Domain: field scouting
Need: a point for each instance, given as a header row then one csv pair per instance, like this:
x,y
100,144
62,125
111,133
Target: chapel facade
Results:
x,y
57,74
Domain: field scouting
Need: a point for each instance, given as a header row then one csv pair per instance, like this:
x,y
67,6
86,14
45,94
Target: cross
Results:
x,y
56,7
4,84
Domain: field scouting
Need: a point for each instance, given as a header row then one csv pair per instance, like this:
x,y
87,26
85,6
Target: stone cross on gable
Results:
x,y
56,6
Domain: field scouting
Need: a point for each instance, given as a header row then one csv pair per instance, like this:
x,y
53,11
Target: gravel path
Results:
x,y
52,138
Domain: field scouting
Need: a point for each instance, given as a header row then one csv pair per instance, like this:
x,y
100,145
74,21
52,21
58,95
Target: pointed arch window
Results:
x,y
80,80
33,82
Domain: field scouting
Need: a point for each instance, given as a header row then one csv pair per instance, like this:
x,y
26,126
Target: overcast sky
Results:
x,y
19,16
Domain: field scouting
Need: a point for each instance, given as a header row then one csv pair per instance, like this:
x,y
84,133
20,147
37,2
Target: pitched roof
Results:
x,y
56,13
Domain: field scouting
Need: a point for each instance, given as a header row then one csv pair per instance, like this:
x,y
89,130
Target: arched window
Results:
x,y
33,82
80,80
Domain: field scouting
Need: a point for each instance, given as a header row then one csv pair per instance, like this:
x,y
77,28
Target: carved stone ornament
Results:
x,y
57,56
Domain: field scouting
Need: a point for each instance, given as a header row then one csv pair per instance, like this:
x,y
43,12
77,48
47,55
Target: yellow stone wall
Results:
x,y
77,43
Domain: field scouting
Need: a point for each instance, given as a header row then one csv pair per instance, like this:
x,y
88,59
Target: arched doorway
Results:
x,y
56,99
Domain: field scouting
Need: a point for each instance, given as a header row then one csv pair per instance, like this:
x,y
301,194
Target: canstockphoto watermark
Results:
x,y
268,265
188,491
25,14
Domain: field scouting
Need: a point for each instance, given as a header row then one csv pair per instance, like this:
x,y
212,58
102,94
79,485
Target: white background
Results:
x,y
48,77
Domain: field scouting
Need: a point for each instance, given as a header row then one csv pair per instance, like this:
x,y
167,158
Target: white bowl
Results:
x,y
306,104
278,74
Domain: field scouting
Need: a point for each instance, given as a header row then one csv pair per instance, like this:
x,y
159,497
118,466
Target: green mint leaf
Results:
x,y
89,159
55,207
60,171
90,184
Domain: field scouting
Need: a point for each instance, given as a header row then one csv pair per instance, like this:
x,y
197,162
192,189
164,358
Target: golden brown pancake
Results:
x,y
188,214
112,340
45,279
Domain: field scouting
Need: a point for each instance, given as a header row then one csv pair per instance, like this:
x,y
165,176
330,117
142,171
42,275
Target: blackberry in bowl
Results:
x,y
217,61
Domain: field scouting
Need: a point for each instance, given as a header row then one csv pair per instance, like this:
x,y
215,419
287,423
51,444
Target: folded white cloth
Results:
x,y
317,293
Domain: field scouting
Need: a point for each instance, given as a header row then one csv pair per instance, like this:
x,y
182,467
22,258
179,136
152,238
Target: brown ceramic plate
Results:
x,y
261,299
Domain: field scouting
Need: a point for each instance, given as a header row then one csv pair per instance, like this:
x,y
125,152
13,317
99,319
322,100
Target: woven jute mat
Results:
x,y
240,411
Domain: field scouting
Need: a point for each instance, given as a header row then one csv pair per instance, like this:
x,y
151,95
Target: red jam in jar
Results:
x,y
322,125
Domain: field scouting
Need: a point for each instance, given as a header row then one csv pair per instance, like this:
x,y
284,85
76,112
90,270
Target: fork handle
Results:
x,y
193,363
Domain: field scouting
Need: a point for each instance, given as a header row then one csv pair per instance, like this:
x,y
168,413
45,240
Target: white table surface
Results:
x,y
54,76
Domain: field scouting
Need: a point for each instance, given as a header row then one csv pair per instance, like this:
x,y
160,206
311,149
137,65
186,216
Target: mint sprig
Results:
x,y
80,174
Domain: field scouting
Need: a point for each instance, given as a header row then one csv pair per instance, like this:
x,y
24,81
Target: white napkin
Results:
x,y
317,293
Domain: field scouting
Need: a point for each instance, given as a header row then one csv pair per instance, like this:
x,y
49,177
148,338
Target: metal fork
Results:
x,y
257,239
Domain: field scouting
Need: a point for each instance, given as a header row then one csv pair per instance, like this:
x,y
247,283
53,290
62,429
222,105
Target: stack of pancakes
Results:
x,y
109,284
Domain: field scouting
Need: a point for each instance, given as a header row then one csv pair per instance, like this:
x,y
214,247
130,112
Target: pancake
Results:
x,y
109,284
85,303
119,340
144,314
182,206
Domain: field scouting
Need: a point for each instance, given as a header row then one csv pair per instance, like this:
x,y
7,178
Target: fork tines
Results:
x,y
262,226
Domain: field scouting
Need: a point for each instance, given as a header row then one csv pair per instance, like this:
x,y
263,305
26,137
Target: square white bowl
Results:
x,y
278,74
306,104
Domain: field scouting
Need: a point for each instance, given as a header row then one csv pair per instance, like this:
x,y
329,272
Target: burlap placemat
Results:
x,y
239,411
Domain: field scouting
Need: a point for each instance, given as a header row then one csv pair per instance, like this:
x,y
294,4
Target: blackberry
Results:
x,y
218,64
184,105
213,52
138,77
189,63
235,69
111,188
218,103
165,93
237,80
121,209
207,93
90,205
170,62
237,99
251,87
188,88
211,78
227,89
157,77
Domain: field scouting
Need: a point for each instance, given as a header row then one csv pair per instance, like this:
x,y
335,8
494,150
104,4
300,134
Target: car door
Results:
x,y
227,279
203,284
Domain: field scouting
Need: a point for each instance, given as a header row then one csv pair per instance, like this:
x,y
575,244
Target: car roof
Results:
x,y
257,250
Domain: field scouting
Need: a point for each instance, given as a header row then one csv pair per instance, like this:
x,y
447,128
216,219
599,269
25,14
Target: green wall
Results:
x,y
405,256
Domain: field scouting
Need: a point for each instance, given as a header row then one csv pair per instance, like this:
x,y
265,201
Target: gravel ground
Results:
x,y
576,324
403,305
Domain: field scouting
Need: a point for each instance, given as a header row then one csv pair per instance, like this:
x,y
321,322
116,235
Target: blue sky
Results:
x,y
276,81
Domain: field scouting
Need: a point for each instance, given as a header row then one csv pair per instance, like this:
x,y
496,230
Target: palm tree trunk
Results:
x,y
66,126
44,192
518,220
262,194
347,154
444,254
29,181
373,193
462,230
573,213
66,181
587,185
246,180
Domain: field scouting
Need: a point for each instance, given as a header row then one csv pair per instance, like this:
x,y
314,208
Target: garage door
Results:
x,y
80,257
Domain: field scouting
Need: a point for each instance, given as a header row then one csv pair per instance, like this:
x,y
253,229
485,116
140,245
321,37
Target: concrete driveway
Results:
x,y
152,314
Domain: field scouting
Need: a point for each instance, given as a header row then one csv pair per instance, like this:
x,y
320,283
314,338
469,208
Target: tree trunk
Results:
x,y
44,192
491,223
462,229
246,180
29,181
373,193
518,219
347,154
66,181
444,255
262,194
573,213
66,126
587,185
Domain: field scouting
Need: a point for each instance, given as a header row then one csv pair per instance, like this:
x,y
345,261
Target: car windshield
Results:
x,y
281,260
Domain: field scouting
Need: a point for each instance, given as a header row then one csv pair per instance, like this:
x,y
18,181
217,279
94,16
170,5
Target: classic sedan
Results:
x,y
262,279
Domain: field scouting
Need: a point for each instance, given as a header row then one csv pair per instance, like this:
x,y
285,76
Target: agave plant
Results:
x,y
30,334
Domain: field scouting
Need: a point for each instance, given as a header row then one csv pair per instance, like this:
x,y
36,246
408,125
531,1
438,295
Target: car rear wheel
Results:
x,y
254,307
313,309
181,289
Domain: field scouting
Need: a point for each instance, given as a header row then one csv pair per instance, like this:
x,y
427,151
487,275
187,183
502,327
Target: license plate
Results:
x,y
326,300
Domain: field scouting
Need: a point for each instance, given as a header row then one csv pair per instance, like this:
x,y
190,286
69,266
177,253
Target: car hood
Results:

> _Work instruction_
Look over the records above and filter for each line with the word "green".

> _Worked solution_
Target: green mint leaf
Target: green wall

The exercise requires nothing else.